### Working data
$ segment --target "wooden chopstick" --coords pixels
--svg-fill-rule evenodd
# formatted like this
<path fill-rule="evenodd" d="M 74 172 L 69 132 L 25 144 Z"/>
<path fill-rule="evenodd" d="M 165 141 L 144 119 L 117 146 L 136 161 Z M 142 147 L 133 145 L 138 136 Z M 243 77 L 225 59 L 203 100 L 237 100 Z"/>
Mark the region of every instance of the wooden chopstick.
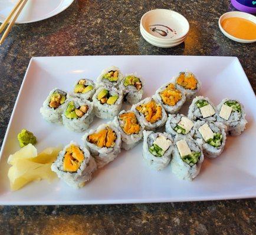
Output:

### Task instructions
Return every line of the data above unchanged, leaving out the picture.

### Reply to the task
$ segment --target "wooden chopstick" --coords pixels
--svg-fill-rule evenodd
# formatted like this
<path fill-rule="evenodd" d="M 74 172 L 69 132 L 25 144 Z"/>
<path fill-rule="evenodd" d="M 165 141 L 144 119 L 117 146 L 136 161 Z M 142 147 L 133 145 L 138 136 Z M 243 77 L 225 59 L 203 100 L 237 100 Z"/>
Mark the region of every instance of the wooden chopstick.
Output:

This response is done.